◆ **Your instructions**
Give back every line exactly as it appears, pictures excluded.

◆ **Task material**
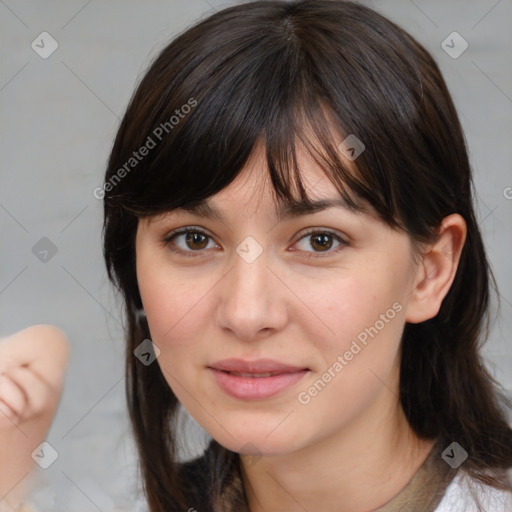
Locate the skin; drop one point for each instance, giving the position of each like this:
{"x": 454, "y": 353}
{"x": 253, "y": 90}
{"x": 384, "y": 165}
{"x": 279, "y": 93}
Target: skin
{"x": 350, "y": 444}
{"x": 33, "y": 363}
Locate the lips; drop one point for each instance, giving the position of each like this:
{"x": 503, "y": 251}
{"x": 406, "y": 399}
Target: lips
{"x": 255, "y": 368}
{"x": 255, "y": 380}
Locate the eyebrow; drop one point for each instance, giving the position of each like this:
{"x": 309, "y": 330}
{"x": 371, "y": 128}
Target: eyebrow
{"x": 286, "y": 211}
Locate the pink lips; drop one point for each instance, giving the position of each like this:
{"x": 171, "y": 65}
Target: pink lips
{"x": 252, "y": 380}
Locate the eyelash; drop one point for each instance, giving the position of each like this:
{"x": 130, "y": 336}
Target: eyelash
{"x": 313, "y": 231}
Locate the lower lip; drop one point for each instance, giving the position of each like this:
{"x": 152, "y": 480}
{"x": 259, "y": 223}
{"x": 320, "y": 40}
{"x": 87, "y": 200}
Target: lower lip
{"x": 254, "y": 388}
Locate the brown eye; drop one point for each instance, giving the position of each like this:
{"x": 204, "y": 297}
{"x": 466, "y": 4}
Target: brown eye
{"x": 321, "y": 241}
{"x": 187, "y": 242}
{"x": 196, "y": 240}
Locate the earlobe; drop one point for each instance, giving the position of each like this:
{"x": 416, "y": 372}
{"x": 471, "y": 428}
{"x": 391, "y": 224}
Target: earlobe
{"x": 436, "y": 272}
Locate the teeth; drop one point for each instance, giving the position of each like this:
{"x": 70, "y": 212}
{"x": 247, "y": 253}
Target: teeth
{"x": 252, "y": 375}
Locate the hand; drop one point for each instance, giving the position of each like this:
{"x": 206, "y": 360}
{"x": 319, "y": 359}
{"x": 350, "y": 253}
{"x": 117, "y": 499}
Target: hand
{"x": 33, "y": 363}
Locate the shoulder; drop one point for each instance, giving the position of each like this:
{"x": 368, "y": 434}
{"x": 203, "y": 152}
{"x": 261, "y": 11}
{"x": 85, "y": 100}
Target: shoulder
{"x": 466, "y": 493}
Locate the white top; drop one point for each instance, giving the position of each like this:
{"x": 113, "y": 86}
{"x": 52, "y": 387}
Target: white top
{"x": 459, "y": 498}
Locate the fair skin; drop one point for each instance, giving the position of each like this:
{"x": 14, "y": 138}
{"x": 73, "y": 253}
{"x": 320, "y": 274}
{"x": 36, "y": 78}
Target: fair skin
{"x": 350, "y": 444}
{"x": 33, "y": 362}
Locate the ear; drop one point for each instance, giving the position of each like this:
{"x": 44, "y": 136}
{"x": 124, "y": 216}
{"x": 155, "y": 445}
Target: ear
{"x": 437, "y": 270}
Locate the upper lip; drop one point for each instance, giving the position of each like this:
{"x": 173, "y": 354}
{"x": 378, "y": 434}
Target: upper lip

◆ **Solution to this exercise**
Locate the skin; drop one point for each instance, giving the position of each like this:
{"x": 454, "y": 353}
{"x": 253, "y": 90}
{"x": 384, "y": 165}
{"x": 279, "y": 93}
Target: skin
{"x": 350, "y": 444}
{"x": 33, "y": 363}
Locate the lips; drop one point for each instance, giving the position of each like this:
{"x": 503, "y": 251}
{"x": 406, "y": 399}
Target: lips
{"x": 255, "y": 368}
{"x": 255, "y": 380}
Locate the eyebrow; drop one point for each instance, giving the position of each like this:
{"x": 309, "y": 330}
{"x": 371, "y": 128}
Target: eyebrow
{"x": 286, "y": 211}
Locate the pink lips; drop one point for each instance, giving the position of each like this:
{"x": 171, "y": 65}
Target: pink lips
{"x": 252, "y": 380}
Locate the eyelash; drop one point for each instance, giving the position of each like this:
{"x": 130, "y": 336}
Target: eyelash
{"x": 313, "y": 231}
Locate the lower lip; drop one point for each instance, giving the position of each like this:
{"x": 152, "y": 480}
{"x": 259, "y": 223}
{"x": 320, "y": 40}
{"x": 87, "y": 200}
Target: lower lip
{"x": 254, "y": 388}
Locate the brown eye; drop one point for each instance, giving the position of each like this:
{"x": 204, "y": 297}
{"x": 466, "y": 4}
Target: brown eye
{"x": 321, "y": 241}
{"x": 187, "y": 242}
{"x": 196, "y": 240}
Locate the earlobe; drop one point for each instance, giving the position of each like this:
{"x": 416, "y": 372}
{"x": 471, "y": 428}
{"x": 391, "y": 224}
Target: earlobe
{"x": 436, "y": 272}
Locate the teeth; drop one point for each instance, giving the position of each like this:
{"x": 70, "y": 212}
{"x": 247, "y": 253}
Target: teeth
{"x": 252, "y": 375}
Locate the hand; drop one point for each instance, giving the position of each like this:
{"x": 206, "y": 360}
{"x": 319, "y": 359}
{"x": 350, "y": 253}
{"x": 117, "y": 499}
Target: hand
{"x": 33, "y": 363}
Locate the shoulder; drop one point for each instance, giving the position of each like this:
{"x": 368, "y": 434}
{"x": 203, "y": 152}
{"x": 261, "y": 11}
{"x": 85, "y": 100}
Target: shoulder
{"x": 466, "y": 493}
Locate the white top; drop one point for each instance, giving the position of each like this:
{"x": 113, "y": 86}
{"x": 52, "y": 387}
Target: white top
{"x": 459, "y": 498}
Locate the fair skin; drop one point for each instance, giving the position of each like this:
{"x": 14, "y": 138}
{"x": 73, "y": 253}
{"x": 320, "y": 274}
{"x": 36, "y": 78}
Target: fair skin
{"x": 350, "y": 444}
{"x": 33, "y": 362}
Locate the ear; drop one point for each instance, giving the position of each like this:
{"x": 44, "y": 136}
{"x": 124, "y": 216}
{"x": 155, "y": 445}
Target: ear
{"x": 437, "y": 270}
Locate the upper lip; drop one point for each instance, giving the position of each like this:
{"x": 173, "y": 354}
{"x": 378, "y": 434}
Target: upper lip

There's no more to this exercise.